[Dataset entries]
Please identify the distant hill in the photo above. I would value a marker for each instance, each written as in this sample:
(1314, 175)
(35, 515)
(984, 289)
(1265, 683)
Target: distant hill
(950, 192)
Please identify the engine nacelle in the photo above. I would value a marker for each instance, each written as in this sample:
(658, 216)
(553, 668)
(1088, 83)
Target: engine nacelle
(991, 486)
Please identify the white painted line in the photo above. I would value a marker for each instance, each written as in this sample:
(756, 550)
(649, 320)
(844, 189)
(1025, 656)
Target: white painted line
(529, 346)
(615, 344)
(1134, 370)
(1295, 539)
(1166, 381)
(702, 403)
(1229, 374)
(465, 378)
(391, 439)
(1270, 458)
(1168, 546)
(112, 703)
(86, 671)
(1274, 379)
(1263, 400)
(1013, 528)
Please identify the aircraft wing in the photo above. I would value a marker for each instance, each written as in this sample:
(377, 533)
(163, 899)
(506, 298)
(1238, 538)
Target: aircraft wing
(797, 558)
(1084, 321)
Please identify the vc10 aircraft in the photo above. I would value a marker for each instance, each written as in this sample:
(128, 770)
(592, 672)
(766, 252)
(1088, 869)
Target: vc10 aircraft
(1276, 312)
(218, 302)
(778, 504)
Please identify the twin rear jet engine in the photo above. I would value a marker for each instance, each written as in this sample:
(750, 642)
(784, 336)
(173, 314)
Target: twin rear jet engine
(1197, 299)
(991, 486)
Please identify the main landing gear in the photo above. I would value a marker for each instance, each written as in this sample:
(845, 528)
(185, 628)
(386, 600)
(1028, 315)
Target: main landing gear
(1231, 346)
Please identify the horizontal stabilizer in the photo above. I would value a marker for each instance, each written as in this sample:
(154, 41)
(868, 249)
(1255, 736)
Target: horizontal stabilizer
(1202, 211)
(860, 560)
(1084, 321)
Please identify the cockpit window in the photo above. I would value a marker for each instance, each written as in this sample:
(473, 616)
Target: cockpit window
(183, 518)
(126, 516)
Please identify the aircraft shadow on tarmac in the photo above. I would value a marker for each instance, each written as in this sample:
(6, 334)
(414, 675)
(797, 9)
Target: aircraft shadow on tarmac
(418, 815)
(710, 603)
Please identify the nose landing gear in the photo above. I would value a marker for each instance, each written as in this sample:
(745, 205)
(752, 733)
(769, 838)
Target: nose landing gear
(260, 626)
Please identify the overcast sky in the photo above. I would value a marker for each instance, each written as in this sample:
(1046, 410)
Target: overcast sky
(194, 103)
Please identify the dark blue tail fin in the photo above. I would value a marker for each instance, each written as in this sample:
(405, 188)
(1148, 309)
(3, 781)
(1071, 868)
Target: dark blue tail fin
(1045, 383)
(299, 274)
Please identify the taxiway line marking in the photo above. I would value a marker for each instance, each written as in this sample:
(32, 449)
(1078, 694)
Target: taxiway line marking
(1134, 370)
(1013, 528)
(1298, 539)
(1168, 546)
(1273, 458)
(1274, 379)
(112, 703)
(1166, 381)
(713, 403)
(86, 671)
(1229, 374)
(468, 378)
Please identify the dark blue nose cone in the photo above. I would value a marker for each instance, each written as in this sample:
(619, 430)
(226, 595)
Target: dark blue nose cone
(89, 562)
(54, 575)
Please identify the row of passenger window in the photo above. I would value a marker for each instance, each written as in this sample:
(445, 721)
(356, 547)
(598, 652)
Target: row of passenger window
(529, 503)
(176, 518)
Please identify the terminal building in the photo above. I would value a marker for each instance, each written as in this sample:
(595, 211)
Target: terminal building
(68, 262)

Work to complete
Switch each "I would value" in the lines above to "I would appreciate" and write out all the lines again, keeping everything else unchanged.

Task answer
Please identify the distant hill in the photo above. I would appreciate a marker for each instance, each written as in this sample:
(1314, 175)
(35, 515)
(984, 289)
(1265, 683)
Target: distant hill
(950, 192)
Please identify the engine nacelle in the photo above. I would appreciate a marker for each instance, each written as in this sample:
(658, 216)
(553, 668)
(1088, 83)
Target: engine nacelle
(991, 486)
Please identify the white painted line in the photo above. I would appreciate a marker for each instance, each written as in this sample:
(756, 550)
(649, 320)
(844, 189)
(1025, 656)
Target: white painted line
(529, 346)
(615, 344)
(1134, 370)
(1295, 539)
(1166, 381)
(702, 403)
(1229, 374)
(465, 378)
(391, 439)
(1270, 458)
(1168, 546)
(112, 703)
(86, 671)
(1274, 379)
(1263, 400)
(1013, 528)
Please identify the aircraft wing in the photo above. I would appreciate a marker for each instance, each written as in this sample:
(377, 533)
(163, 899)
(506, 298)
(1238, 538)
Target: aircraft wing
(797, 558)
(1084, 321)
Please identify the vc10 aircraft in the photo above. I would appreciate a marker for each instance, each written as in this sample:
(128, 770)
(592, 672)
(766, 252)
(1088, 869)
Target: vc10 aircraft
(1276, 312)
(218, 302)
(778, 504)
Please identify the twin rear jet engine in the photo above. I would appreciate a marker for each instance, each written as in this sample:
(750, 642)
(784, 336)
(173, 314)
Target: twin rear jet engine
(1197, 299)
(991, 486)
Please identify the main landing gear in the photo above. I would appreciate a marker for each instance, each written as in this sample:
(845, 528)
(185, 628)
(386, 600)
(1028, 315)
Target: main landing gear
(1231, 346)
Please identify the horizontal stabilizer in the photo above. I would appreciate a marker for each instance, each written as in this sample:
(154, 41)
(868, 249)
(1255, 736)
Target: horizontal stabilizer
(1202, 211)
(860, 560)
(1084, 321)
Please identify the cockpit window in the photo above. I would appreciate a marker for each instance, each written as in this sample:
(473, 616)
Target: cockpit window
(183, 518)
(126, 516)
Please identify the aircraft shadow on tarmac in the photo above. I would appreciate a marker for each instance, each written as in this sample:
(6, 334)
(414, 675)
(797, 9)
Target: aircraft shadow on tarmac
(418, 815)
(710, 603)
Please identify the nose landing gear in the photo above. I would appreciate a marker for each instance, each written as in this sample:
(745, 205)
(752, 733)
(769, 838)
Target: nose landing gear
(260, 626)
Please identify the overcast sky in the photo above. I would appreciate a marker for each instance, each written as in this sample:
(1046, 410)
Target: overcast sky
(194, 103)
Please identify the dark blue tail fin in the photo above. I would appreciate a marker for each instance, each written as in this sample:
(405, 188)
(1148, 309)
(3, 781)
(1071, 868)
Target: dark blue tail fin
(1045, 383)
(299, 274)
Please identify the taxiway line marking in the photo above. I would appreciate a marker for each instance, each written as in this sample:
(32, 449)
(1078, 694)
Target: taxiway line marking
(1134, 370)
(1013, 528)
(1298, 539)
(1168, 546)
(1273, 458)
(1274, 379)
(112, 703)
(1166, 381)
(713, 403)
(86, 671)
(1229, 374)
(468, 378)
Please identify the dark blue nose cone in the photo above. I would appreciate a marker for each instance, each written as in this sample:
(619, 430)
(226, 595)
Target: dark blue nose cone
(89, 562)
(54, 575)
Please identify the row of passenger window in the photo above. I would appreciate a marker for each instance, each written as in this sample:
(445, 721)
(356, 547)
(598, 652)
Target: row of passenger window
(529, 503)
(176, 518)
Please identify the terminal building in the photo above. I would appreciate a marker for each instance, each written as in this sample:
(595, 211)
Target: terminal building
(68, 262)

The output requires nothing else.